> _Task statement_:
List every line of the material that contains the string "roof", matching case exactly.

> _Material supplied_:
:::

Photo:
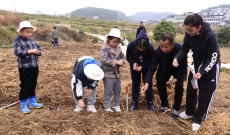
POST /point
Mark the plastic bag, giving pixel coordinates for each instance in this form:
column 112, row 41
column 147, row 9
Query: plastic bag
column 193, row 81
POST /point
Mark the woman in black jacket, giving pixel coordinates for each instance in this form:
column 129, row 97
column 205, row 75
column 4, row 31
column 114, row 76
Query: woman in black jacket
column 139, row 54
column 162, row 63
column 206, row 59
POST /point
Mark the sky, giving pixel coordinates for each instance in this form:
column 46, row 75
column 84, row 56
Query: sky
column 129, row 7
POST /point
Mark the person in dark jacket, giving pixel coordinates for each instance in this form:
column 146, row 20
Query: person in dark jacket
column 86, row 73
column 55, row 35
column 162, row 62
column 140, row 28
column 206, row 59
column 139, row 54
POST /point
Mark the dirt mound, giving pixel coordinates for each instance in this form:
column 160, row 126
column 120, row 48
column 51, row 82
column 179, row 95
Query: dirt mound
column 54, row 91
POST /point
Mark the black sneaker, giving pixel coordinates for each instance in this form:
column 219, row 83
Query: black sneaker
column 151, row 106
column 134, row 106
column 164, row 109
column 175, row 114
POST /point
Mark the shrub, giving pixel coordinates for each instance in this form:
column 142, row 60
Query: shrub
column 164, row 27
column 224, row 35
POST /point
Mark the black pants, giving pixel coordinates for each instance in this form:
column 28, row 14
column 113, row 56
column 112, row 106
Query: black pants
column 56, row 42
column 28, row 78
column 207, row 86
column 136, row 80
column 162, row 90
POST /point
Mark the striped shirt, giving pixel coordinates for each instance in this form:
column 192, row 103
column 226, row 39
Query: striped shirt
column 21, row 47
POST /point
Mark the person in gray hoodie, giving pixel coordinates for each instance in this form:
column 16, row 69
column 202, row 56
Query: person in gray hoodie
column 55, row 35
column 112, row 58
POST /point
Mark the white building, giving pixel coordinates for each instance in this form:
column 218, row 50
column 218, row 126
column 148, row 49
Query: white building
column 212, row 21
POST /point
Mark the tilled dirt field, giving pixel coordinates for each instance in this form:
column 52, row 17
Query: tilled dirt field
column 54, row 91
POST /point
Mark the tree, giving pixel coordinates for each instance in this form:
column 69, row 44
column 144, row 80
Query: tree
column 164, row 27
column 224, row 35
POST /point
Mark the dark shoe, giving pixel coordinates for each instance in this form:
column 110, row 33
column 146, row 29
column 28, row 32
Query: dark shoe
column 175, row 114
column 24, row 108
column 164, row 109
column 134, row 106
column 34, row 103
column 151, row 106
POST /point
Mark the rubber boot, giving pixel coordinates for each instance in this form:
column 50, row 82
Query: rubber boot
column 24, row 107
column 34, row 103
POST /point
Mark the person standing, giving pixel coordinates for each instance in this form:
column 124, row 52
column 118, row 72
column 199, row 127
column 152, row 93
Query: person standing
column 162, row 63
column 112, row 58
column 140, row 28
column 139, row 54
column 55, row 35
column 206, row 59
column 27, row 50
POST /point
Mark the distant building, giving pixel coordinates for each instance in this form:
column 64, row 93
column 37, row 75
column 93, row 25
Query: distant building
column 94, row 18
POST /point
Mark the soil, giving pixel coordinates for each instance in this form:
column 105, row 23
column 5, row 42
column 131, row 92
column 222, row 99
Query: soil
column 54, row 91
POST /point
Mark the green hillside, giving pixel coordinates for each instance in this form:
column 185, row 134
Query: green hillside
column 103, row 14
column 9, row 22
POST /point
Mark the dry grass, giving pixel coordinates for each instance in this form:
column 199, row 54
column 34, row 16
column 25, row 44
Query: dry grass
column 54, row 90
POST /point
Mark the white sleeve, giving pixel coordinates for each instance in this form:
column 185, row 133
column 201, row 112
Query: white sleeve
column 77, row 87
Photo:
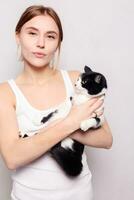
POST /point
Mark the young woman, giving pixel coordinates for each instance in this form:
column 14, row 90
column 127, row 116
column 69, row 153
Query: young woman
column 39, row 88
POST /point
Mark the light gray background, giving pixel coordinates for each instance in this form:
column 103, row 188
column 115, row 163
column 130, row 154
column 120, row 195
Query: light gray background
column 99, row 34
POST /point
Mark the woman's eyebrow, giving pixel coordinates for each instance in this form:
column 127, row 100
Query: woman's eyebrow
column 51, row 31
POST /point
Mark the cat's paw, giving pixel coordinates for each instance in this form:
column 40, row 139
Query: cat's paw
column 87, row 124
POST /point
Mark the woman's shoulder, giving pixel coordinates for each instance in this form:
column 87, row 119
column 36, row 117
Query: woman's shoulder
column 6, row 95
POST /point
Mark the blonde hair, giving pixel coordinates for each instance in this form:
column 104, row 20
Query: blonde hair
column 37, row 10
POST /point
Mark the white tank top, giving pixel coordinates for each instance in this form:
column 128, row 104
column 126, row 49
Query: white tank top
column 44, row 172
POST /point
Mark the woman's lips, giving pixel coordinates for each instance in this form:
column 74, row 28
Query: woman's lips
column 39, row 54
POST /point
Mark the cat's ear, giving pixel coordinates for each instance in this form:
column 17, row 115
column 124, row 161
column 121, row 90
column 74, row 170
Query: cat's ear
column 87, row 69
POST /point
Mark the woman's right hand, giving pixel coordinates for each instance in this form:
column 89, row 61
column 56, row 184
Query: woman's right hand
column 83, row 111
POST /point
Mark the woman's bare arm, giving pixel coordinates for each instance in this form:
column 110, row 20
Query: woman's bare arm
column 100, row 138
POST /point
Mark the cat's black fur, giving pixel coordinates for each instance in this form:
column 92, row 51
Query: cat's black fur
column 68, row 152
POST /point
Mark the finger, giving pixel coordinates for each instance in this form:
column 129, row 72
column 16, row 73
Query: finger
column 96, row 105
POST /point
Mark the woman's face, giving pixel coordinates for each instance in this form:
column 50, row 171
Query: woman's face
column 38, row 39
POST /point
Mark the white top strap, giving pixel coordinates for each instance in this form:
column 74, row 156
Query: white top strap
column 68, row 82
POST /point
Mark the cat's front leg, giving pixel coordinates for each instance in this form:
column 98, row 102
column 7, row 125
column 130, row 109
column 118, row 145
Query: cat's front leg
column 93, row 122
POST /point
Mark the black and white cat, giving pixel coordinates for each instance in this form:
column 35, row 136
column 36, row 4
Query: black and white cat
column 68, row 152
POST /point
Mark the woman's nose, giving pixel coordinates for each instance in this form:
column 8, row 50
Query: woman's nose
column 41, row 42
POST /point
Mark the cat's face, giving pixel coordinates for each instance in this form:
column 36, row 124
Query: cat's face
column 92, row 83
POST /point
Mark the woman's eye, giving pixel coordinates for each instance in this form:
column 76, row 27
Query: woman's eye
column 32, row 33
column 51, row 37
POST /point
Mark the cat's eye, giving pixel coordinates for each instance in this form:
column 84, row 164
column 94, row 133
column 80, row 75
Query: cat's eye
column 98, row 79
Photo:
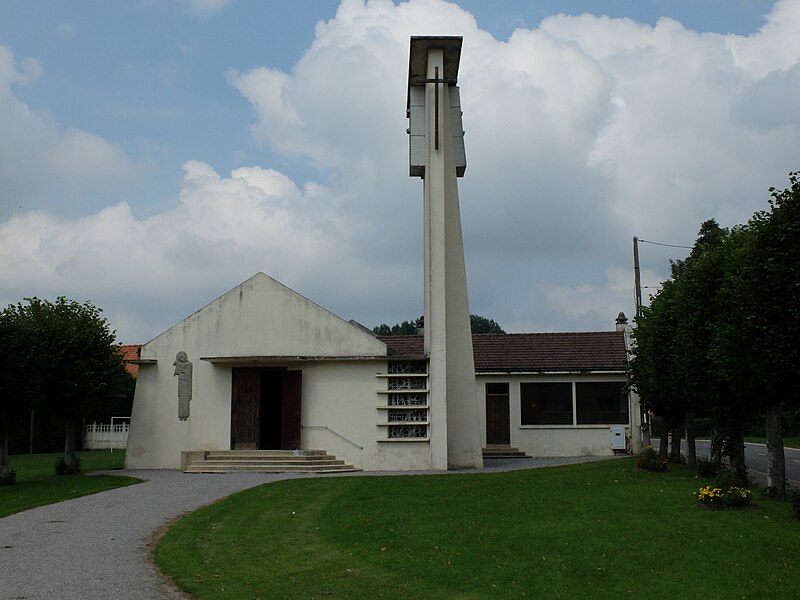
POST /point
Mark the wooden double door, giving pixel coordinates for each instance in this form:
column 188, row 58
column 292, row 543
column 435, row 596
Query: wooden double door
column 498, row 425
column 265, row 409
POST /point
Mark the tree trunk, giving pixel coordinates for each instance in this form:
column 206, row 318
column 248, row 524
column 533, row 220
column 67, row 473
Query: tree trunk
column 776, row 466
column 5, row 467
column 70, row 455
column 691, row 452
column 716, row 447
column 736, row 457
column 675, row 449
column 663, row 447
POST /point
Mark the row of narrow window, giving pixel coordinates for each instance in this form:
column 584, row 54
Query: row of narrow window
column 594, row 403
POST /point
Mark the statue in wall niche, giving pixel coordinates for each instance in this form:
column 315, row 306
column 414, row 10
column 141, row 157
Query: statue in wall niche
column 183, row 370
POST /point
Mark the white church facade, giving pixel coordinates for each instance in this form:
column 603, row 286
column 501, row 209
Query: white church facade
column 272, row 370
column 263, row 368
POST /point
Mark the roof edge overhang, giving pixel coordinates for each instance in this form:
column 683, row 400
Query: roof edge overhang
column 567, row 372
column 288, row 358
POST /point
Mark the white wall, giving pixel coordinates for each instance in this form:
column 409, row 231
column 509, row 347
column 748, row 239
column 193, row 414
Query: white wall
column 556, row 440
column 259, row 318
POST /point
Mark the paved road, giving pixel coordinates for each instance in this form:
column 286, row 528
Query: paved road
column 96, row 547
column 755, row 456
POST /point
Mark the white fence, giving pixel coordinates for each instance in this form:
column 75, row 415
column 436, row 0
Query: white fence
column 105, row 436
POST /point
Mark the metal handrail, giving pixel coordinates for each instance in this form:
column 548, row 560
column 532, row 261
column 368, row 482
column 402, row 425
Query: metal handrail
column 334, row 432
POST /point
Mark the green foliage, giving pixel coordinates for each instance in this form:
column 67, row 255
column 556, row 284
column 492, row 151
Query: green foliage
column 404, row 328
column 478, row 324
column 59, row 358
column 719, row 340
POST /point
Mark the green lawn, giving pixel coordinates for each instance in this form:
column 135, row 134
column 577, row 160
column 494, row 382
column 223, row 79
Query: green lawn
column 37, row 484
column 597, row 530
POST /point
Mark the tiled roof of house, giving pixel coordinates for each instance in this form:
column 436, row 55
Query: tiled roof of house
column 533, row 352
column 130, row 352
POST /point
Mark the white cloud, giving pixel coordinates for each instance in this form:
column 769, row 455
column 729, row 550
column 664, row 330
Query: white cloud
column 204, row 8
column 580, row 134
column 42, row 165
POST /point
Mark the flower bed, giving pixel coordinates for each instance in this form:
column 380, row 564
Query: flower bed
column 731, row 496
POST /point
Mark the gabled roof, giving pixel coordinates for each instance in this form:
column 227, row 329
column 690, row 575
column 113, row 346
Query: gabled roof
column 532, row 352
column 130, row 352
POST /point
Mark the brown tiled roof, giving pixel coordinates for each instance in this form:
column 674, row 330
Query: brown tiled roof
column 130, row 352
column 533, row 352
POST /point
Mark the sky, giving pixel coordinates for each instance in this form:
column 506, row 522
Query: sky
column 156, row 153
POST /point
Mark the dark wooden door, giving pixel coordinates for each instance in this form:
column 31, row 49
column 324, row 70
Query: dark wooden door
column 245, row 407
column 292, row 401
column 498, row 423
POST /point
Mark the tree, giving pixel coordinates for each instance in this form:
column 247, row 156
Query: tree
column 66, row 362
column 650, row 368
column 477, row 323
column 756, row 346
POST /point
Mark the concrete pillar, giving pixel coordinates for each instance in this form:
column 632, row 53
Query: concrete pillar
column 448, row 340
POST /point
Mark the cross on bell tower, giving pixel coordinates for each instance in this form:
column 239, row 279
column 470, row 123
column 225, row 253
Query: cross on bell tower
column 437, row 156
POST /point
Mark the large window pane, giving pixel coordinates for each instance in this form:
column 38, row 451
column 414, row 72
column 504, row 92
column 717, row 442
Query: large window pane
column 601, row 403
column 546, row 403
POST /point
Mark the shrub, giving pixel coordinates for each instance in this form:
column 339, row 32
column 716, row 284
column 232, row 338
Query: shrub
column 63, row 469
column 728, row 496
column 651, row 461
column 8, row 478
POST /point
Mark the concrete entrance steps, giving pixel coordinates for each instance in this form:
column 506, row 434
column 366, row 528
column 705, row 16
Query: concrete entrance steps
column 502, row 451
column 264, row 461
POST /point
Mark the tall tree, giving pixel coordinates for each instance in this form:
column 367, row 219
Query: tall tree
column 650, row 368
column 478, row 324
column 67, row 362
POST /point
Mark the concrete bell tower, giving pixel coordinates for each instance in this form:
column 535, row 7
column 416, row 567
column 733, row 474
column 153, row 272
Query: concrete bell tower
column 437, row 156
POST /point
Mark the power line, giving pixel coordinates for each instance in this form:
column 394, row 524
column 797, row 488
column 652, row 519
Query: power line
column 661, row 244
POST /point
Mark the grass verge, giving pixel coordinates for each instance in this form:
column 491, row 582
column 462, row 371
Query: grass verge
column 37, row 484
column 582, row 531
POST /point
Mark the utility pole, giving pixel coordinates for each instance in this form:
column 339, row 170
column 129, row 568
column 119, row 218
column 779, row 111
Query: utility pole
column 637, row 282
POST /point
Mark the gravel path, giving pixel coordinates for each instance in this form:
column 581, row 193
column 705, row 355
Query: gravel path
column 96, row 547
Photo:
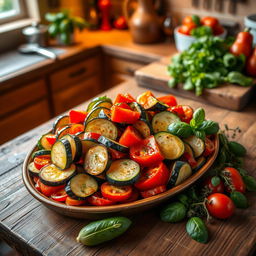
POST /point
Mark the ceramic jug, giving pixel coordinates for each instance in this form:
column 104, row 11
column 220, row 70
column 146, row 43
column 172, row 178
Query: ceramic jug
column 145, row 26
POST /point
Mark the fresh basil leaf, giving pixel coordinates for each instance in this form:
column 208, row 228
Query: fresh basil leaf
column 250, row 183
column 180, row 129
column 199, row 116
column 173, row 212
column 209, row 127
column 200, row 134
column 197, row 230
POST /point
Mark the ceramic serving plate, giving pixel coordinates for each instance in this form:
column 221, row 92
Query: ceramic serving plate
column 95, row 212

:::

> _Correct output_:
Mark the roof edge overhang, giving pixel coordinates for each instance in this form:
Query: roof edge overhang
Mark the tiled roof of house, giving pixel coordinates for each instance in this form:
Query: tiled roof of house
Mark the gabled roof, giving pixel coordinates for each instance in this form:
Query: gabled roof
Mark the brown tiled roof, giving pixel coordinates for each instance in this form:
Query: brown tiled roof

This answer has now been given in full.